## Exercise directions
Exactly repeat all the records below, omitting the images they hold.

=-=-=

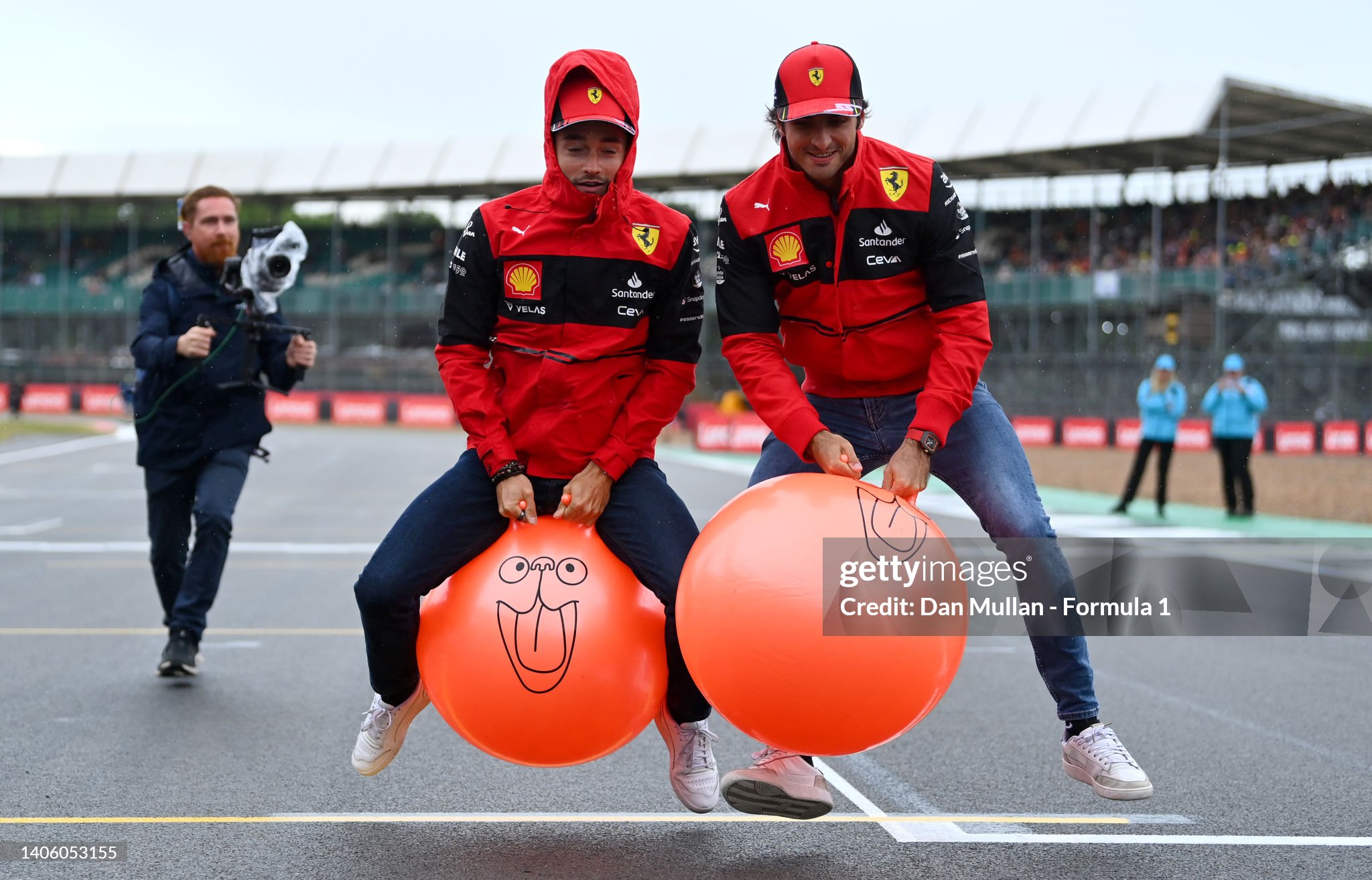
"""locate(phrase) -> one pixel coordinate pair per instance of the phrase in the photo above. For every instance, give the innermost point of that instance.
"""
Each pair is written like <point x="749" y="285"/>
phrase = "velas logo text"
<point x="645" y="237"/>
<point x="895" y="182"/>
<point x="785" y="249"/>
<point x="525" y="279"/>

=-=-=

## Written solution
"""locate(phrase) -> one pixel coordinate pair per instance of the phrase in the photo above. For every instance, give the innermost point of that instance.
"""
Each pair is written like <point x="749" y="285"/>
phrase = "velas logo text"
<point x="645" y="237"/>
<point x="895" y="182"/>
<point x="785" y="249"/>
<point x="525" y="279"/>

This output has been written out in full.